- [Texte à analyser]:
------
Créé fin 2018 par le gouvernement, pour les ex-combattants (Boko Haram…), le Comité National de Désarmement, de Démobilisation et de Réintégration (CN-DDR) tarde à se mettre en marche. Constitué d’administrateurs et de leaders religieux et communautaires, il n’a pas de représentation réelle des ex-combattants de Boko Haram, ni des forces vives de la société civile, ou des femmes ou des jeunes. Le texte de création encourage les redditions, sans assumer de prise en charge. Où accueillir ces ex-combattants ?

L’apatridie fait problème. Bien des parents, analphabètes, ignorent l’utilité d’établir l’acte de naissance de leur enfant. Aucune disposition – ou sensibilisation à l’entrée à l’école ou lors du primaire – n’est prise par les autorités locales. Arrivé en classe d’examen, l’enfant est bloqué. Souvent les élèves, particulièrement les filles, abandonnent précocement l’école ; s’ensuivent mariage et grossesse précoces. Quant à ceux qui ont perdu pièces d’identité et diplômes dans les incendies de leurs maisons par Boko Haram, ils doivent « monnayer » pour passer les barrières de police. Certains en profitent pour régler des comptes ou pour arracher les terres aux pauvres en les accusant de terrorisme.
------
- [Données à analyser]:
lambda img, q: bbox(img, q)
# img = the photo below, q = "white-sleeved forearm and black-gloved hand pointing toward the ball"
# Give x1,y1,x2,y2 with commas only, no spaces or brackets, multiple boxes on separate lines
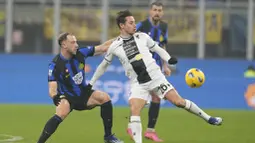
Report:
150,43,178,64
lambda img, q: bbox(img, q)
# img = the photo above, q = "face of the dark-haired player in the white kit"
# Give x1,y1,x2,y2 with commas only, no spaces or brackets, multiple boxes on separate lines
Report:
121,16,136,35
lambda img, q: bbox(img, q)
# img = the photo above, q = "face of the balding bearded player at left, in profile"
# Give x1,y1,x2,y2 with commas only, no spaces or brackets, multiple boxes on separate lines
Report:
65,35,78,55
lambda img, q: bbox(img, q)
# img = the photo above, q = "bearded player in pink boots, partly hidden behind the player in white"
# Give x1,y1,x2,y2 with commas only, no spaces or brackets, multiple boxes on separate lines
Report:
127,1,171,142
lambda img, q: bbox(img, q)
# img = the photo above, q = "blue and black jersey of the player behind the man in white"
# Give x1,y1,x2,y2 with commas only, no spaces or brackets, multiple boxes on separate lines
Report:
136,18,168,68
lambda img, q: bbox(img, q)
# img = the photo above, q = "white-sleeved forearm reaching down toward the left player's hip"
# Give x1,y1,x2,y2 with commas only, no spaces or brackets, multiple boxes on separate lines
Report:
89,59,110,85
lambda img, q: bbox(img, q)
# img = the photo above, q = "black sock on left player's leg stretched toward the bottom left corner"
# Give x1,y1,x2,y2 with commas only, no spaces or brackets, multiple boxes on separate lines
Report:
37,115,62,143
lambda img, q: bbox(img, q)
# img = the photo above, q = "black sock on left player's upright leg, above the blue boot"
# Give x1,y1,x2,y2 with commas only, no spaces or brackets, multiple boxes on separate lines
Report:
101,101,112,137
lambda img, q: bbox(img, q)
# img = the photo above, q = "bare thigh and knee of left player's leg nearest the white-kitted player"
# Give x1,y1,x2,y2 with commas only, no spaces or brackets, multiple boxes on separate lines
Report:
87,90,111,108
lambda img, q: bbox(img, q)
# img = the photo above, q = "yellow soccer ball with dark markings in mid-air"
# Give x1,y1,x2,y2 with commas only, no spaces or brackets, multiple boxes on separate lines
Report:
185,68,205,88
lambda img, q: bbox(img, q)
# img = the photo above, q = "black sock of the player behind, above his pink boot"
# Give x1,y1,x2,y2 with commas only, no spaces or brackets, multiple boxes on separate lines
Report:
148,102,160,129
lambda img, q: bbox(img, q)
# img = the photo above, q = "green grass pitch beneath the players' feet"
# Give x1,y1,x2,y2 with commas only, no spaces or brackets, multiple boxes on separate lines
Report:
0,104,255,143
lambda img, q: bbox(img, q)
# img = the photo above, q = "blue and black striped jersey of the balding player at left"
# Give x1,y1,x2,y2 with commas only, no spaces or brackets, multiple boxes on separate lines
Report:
48,46,95,96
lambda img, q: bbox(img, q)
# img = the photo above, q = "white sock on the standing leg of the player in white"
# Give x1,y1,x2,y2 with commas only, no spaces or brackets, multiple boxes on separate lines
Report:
129,116,142,143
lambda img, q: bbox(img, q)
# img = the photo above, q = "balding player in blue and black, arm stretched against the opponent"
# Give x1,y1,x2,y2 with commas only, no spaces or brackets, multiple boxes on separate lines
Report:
37,33,122,143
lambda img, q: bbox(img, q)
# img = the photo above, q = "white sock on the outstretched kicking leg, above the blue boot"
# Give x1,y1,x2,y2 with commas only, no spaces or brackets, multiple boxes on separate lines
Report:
184,99,211,121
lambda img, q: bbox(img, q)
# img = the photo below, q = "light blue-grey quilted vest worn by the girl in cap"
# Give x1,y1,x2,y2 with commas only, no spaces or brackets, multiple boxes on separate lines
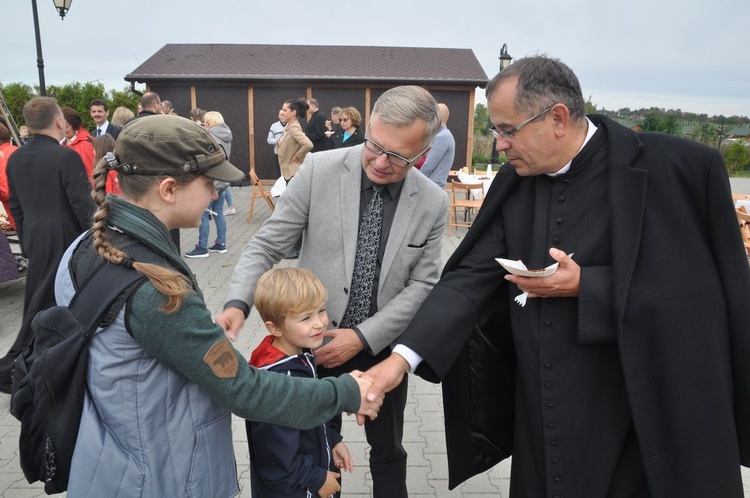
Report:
56,234,239,498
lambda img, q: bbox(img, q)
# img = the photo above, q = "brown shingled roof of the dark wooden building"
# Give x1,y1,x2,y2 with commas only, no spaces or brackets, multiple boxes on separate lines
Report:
125,44,487,87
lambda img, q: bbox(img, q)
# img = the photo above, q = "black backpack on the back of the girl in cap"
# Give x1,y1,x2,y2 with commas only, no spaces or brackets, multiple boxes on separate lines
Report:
10,256,146,494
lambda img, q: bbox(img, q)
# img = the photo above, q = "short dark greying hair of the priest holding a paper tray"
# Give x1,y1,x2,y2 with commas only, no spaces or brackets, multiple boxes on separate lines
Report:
485,55,586,125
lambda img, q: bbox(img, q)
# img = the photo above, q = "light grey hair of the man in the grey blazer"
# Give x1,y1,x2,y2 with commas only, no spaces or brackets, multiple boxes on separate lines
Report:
372,85,440,147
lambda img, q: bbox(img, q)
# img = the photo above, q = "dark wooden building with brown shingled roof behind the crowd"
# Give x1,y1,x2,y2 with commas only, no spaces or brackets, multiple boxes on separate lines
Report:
125,44,488,179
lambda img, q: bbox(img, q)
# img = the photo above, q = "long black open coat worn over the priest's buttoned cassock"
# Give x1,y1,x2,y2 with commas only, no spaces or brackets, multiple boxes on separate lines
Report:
400,116,750,497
------
- [Travail à faire]:
A. Recopiez sans modification le passage du texte sur le CN-DDR et l'apatridie qui débute aux mots « Créé fin 2018 » et s'arrête après « accueillir ces ex-combattants ? ».
B. Résumez en deux phrases le texte sur le CN-DDR et l'apatridie.
C. Poursuivez le texte sur le CN-DDR et l'apatridie à partir de sa dernière phrase.

- [Réponses par exercice]:
A.
Créé fin 2018 par le gouvernement, pour les ex-combattants (Boko Haram…), le Comité National de Désarmement, de Démobilisation et de Réintégration (CN-DDR) tarde à se mettre en marche. Constitué d’administrateurs et de leaders religieux et communautaires, il n’a pas de représentation réelle des ex-combattants de Boko Haram, ni des forces vives de la société civile, ou des femmes ou des jeunes. Le texte de création encourage les redditions, sans assumer de prise en charge. Où accueillir ces ex-combattants ?

B. Créé fin 2018 par le gouvernement pour les ex-combattants, notamment ceux de Boko Haram, le CN-DDR tarde à se mettre en marche, ne représente réellement ni ces ex-combattants, ni la société civile, les femmes ou les jeunes, et encourage les redditions sans assumer de prise en charge. L'apatridie fait aussi problème : faute d'acte de naissance, des enfants sont bloqués en classe d'examen, et ceux qui ont perdu leurs papiers dans les incendies de Boko Haram doivent « monnayer » aux barrières de police, tandis que certains accusent des pauvres de terrorisme pour régler des comptes ou leur arracher leurs terres.

C.
Autant de défis à relever pour le CDJP

Nous allons recenser, dans un livret, lois utiles, procédures judiciaires, administratives ou coutumières, devoirs des citoyens, droits de l’homme, et ce, en cinq langues locales, à disposition des comités paroissiaux Justice et Paix, que nous voulons ouvrir à tous, sans distinction de religion (catholiques, protestants, musulmans, animistes), de sexe ou d’opinion. Justice et Paix sont des biens communs à tous, une responsabilité collective et personnelle.

Le CDJP est engagé dans l’Association CAmerounaise pour le Dialogue InterReligieux (Antenne ACADIR de Maroua) : avec d’autres leaders religieux de la région, il pourra plaider pour la non-instrumentalisation des tribus et des religions à des fins politiques, pour la prise en compte des jeunes, des femmes et des parties présentes dans les sphères de décision. Il s’agit d’intéresser les jeunes chrétiens à la chose publique, de protéger contre les mariages précoces, de lutter contre l’analphabétisme, en synergie avec quelques organisations de la société civile (OSC) et les structures déconcentrées des ministères.

Pour accompagner les prisonniers, nous allons créer une cellule d’assistance juridique et judiciaire. Restent à trouver des moyens financiers locaux ou externes (frais d’avocat ou de la contrainte par corps). Autour d’une aumônerie des prisons à réorganiser, l’Église va contribuer à l’amélioration des conditions de détention, préparer et accompagner la sortie des prisonniers (santé, nourriture, habits, besoins pastoraux…).

Les femmes et les moins-de-25 ans – respectivement 51,2 % et 67 % de la population – sont les principales victimes de la crise. Pour contribuer à la paix, le CDJP forme, avec les méthodes de l’ICP, des leaders médiateurs et consolidateurs de paix dans les villages déchirés par la guerre, là où le tissu social et relationnel a été touché. Passer de l’assistanat, de l’état de victimes et d’oubliés, à celui d’acteur des processus de consolidation de la paix.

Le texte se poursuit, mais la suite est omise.